### EXERCISE BRIEF
Nothing but the lines from the one containing "truck in this photo." to the end of the records below should be output, each exactly as written.
[Start of section]
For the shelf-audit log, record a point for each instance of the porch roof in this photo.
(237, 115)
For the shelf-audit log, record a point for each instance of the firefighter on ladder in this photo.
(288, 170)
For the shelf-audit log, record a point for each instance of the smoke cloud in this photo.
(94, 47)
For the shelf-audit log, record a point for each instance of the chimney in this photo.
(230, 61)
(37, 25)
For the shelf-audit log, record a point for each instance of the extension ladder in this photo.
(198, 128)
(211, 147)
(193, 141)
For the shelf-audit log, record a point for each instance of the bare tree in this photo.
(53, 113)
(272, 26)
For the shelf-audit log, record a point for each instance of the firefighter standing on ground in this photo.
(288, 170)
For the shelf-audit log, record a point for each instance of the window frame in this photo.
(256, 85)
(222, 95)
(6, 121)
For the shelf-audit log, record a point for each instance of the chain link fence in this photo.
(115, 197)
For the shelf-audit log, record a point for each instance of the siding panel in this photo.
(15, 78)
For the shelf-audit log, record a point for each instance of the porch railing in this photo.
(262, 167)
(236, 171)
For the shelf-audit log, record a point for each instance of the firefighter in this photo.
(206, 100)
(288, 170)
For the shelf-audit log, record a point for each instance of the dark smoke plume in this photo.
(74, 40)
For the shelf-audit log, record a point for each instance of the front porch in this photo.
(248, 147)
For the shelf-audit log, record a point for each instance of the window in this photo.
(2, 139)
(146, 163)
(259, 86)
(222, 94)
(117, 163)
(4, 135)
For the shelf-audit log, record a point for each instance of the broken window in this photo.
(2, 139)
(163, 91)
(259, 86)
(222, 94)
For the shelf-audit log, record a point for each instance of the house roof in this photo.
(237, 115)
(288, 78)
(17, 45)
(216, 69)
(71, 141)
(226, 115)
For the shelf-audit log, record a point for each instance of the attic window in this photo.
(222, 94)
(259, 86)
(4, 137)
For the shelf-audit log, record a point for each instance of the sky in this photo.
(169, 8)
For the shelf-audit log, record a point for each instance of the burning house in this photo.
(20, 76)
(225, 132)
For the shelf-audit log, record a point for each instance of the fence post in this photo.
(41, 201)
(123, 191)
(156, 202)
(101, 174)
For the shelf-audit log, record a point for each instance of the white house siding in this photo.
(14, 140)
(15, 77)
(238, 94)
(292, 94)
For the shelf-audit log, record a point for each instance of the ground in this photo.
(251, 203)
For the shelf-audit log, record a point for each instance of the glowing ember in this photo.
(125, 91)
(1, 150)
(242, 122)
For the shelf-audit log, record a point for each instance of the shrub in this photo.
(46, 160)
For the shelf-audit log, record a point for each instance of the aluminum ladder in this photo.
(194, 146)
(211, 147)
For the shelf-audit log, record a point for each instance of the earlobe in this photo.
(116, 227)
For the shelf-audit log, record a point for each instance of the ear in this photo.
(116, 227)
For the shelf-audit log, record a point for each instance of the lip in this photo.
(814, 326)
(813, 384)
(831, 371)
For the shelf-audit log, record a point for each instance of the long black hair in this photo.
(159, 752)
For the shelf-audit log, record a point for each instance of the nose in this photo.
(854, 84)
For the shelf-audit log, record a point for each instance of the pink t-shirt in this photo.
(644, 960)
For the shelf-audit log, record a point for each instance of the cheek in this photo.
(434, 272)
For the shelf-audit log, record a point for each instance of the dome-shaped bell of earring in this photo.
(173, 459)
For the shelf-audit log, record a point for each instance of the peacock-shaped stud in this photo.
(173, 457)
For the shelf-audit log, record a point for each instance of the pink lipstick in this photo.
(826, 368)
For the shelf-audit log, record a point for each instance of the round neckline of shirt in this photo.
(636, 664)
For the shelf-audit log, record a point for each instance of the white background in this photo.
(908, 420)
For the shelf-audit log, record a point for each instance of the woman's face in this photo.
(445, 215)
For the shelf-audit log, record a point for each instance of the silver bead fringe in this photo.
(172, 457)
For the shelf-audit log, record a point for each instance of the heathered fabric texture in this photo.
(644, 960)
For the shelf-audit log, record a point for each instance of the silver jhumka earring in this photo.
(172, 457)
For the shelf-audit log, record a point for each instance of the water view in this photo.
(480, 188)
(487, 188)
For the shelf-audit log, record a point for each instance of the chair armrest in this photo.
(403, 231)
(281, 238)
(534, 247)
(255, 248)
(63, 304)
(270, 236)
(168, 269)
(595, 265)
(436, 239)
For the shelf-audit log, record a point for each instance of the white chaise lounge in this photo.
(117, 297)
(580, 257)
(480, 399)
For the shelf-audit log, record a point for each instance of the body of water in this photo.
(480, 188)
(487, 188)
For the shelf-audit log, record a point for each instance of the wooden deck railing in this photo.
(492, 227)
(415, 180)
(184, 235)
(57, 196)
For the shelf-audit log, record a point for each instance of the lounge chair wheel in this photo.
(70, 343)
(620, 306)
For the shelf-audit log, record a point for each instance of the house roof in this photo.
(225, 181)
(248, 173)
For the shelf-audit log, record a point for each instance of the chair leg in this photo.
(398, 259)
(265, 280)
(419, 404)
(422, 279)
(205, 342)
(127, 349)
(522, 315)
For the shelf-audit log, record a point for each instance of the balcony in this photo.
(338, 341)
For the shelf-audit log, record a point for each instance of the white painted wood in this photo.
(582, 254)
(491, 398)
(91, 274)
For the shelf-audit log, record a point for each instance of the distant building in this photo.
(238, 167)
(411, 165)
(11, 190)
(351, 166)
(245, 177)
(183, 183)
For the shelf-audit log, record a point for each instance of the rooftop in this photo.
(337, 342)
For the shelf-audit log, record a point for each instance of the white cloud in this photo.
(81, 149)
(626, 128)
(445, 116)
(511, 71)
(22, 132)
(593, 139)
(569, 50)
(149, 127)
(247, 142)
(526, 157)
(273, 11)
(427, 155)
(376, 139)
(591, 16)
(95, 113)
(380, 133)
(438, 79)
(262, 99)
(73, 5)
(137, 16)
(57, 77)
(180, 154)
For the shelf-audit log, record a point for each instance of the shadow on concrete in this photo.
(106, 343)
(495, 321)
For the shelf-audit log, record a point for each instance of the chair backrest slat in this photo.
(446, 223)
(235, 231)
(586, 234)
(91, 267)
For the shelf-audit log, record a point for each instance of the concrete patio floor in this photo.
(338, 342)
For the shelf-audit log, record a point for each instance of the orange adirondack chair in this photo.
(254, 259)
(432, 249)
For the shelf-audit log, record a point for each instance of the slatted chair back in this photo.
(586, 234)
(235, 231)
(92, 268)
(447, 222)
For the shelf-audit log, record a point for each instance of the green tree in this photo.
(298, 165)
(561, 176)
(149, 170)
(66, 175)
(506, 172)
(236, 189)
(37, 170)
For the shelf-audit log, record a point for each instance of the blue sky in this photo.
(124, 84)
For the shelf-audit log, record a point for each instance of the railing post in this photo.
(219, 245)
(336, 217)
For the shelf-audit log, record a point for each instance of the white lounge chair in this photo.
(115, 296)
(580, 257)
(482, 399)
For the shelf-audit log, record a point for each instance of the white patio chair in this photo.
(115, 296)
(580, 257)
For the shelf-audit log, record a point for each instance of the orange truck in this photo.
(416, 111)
[End of section]
### SOLVED EXERCISE
For the shelf-audit log, record a point for each instance of the orange truck in this photo.
(416, 111)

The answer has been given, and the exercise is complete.